- [DOCUMENT EXTRACT]:
-- begin --

Sadly, intellectuals are as subject to this fascination as the starry-eyed schoolboy.  Only it is well-garmented and so harder to spot.  Witness for example Romer

He claims that Microsoft spends millions of dollars on exploring new ideas whereas the product itself – the diskettes containing the software – costs next to nothing.  This is like saying that for the product called a book the manufacturer is the printing press rather than the author.  To ascribe innovative ideas in software to Microsoft is like ascribing aviation to Boeing or Air-India rather than to the Wright brothers.  If Microsoft has made any ideological contribution, it is that of the software assembly line with all its attendant benefits and nightmares.

To value artifacts – be they gizmos or computers – is the original sin. The equation of ideas with technology – a la Romer – is the fig-leaf that protects our shame.  Those of us who leave behind toys and seek genuine understanding, will find that CS provides sumptuously – insights that few sciences can compete with and delights that rival the finest art.

-- end --

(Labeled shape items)
-- begin --

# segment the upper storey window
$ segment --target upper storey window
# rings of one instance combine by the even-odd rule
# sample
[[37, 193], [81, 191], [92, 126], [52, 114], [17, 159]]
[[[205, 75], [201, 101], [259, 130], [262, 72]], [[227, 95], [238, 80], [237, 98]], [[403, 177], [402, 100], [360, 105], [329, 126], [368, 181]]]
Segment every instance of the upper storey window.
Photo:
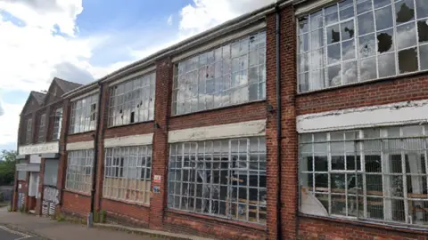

-- end --

- [WORK INSTRUCTIONS]: Can you reproduce the passage on Romer and Microsoft word for word, between "He claims that" and "benefits and nightmares.", inclusive?

- [FINISHED ANSWER]:
He claims that Microsoft spends millions of dollars on exploring new ideas whereas the product itself – the diskettes containing the software – costs next to nothing.  This is like saying that for the product called a book the manufacturer is the printing press rather than the author.  To ascribe innovative ideas in software to Microsoft is like ascribing aviation to Boeing or Air-India rather than to the Wright brothers.  If Microsoft has made any ideological contribution, it is that of the software assembly line with all its attendant benefits and nightmares.